**Extract provided:**
▶

I’m going to make a big deal over something many of us don’t like to, or want to address.
So… Over the course of a coaching session with an executive out of Minneapolis, I found myself trying to convince him to use a different photo for his Linkedin profile.
Many people tend to dance around themselves. They might use a photo that is quite dated. Maybe it’s a picture of them skiing or with one of their kids, or a dog. Often, once professionals hit their third season of life (we’ll define that as forty seven years old), they worry a picture “ages” them or drops them into an undesirable category. This same group might not want to reveal the year they graduated from college either, for much of the same reasoning. There is a local CFO-type that has an image of himself apparently running in a 10k race with his arm in a sling. I’ve met with him a few times, always trying to convince him to change the picture. As far as I know (I’m not even going to check) he still has the picture and has not worked meaningfully for almost ten years (thankfully his wife has a big corporate job). To the right is an example. I like this training picture of me taken by Outside Magazine. But, it does not belong on Linkedin.
Others used heavily augmented photos like the one to the left (that’s me this past summer) for another interview.
There are always exceptions to any rule… However, most decision-makers – this includes, hiring executives, managers, recruiters, potential spouses, etc., really want the fair truth in terms of who you are at work. It helps everyone make informed decisions. And, God has a clear notion around relational “filters”. If someone objects to an untouched image, or feels age is an issue, then it’s better for everyone involved to know up-front so time-wastage is minimized. This goes for interviews, choosing a service provider, and all the options you can ponder as you read this post.
Here are some point-of-reference posts I’ve written around this topic in the past:
Since I often use myself as an example (past mistakes, discipline, parenting, nutrition, training, etc) all of this naturally took us to my own profile and my picture. With all the above serving as preamble, it’s my own professional opinion that the picture needs to tell the story. The real story. Just so we are clear, I don’t “see” myself as pictured above. On the other hand, I’ve never considered myself particularly handsome. However, it might be what greets people at the door, every day.

◀

Copy the post about LinkedIn profile photos word for word, from start to finish. The records that come next were taken from a different source than the post.

**Given information:**
▶

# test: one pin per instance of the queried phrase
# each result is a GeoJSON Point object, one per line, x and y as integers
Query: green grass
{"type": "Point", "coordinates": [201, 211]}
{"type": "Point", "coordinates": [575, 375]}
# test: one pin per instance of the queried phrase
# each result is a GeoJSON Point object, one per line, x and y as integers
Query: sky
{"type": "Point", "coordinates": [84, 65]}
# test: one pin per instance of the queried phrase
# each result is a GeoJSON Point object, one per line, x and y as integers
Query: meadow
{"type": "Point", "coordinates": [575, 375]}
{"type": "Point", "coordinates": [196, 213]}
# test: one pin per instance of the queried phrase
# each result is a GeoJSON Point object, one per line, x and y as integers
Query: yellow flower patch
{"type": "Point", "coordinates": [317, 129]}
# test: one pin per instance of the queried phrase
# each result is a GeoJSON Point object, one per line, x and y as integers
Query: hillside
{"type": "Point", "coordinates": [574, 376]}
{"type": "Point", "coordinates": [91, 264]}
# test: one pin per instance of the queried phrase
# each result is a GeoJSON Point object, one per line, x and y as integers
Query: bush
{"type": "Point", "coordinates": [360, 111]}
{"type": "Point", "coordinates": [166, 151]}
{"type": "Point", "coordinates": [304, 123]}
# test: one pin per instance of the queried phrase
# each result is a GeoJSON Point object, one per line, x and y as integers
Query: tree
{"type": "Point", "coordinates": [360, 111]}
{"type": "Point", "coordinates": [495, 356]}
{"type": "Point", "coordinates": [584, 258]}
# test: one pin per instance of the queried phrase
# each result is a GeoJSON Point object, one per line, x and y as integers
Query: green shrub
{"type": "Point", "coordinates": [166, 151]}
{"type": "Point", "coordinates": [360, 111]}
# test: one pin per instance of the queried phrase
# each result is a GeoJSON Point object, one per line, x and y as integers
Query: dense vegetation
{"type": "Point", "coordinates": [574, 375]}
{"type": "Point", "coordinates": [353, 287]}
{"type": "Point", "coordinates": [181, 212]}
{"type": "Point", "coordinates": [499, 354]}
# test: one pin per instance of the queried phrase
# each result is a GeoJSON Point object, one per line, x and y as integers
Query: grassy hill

◀

**Reply to the exercise:**
I’m going to make a big deal over something many of us don’t like to, or want to address.
So… Over the course of a coaching session with an executive out of Minneapolis, I found myself trying to convince him to use a different photo for his Linkedin profile.
Many people tend to dance around themselves. They might use a photo that is quite dated. Maybe it’s a picture of them skiing or with one of their kids, or a dog. Often, once professionals hit their third season of life (we’ll define that as forty seven years old), they worry a picture “ages” them or drops them into an undesirable category. This same group might not want to reveal the year they graduated from college either, for much of the same reasoning. There is a local CFO-type that has an image of himself apparently running in a 10k race with his arm in a sling. I’ve met with him a few times, always trying to convince him to change the picture. As far as I know (I’m not even going to check) he still has the picture and has not worked meaningfully for almost ten years (thankfully his wife has a big corporate job). To the right is an example. I like this training picture of me taken by Outside Magazine. But, it does not belong on Linkedin.
Others used heavily augmented photos like the one to the left (that’s me this past summer) for another interview.
There are always exceptions to any rule… However, most decision-makers – this includes, hiring executives, managers, recruiters, potential spouses, etc., really want the fair truth in terms of who you are at work. It helps everyone make informed decisions. And, God has a clear notion around relational “filters”. If someone objects to an untouched image, or feels age is an issue, then it’s better for everyone involved to know up-front so time-wastage is minimized. This goes for interviews, choosing a service provider, and all the options you can ponder as you read this post.
Here are some point-of-reference posts I’ve written around this topic in the past:
Since I often use myself as an example (past mistakes, discipline, parenting, nutrition, training, etc) all of this naturally took us to my own profile and my picture. With all the above serving as preamble, it’s my own professional opinion that the picture needs to tell the story. The real story. Just so we are clear, I don’t “see” myself as pictured above. On the other hand, I’ve never considered myself particularly handsome. However, it might be what greets people at the door, every day.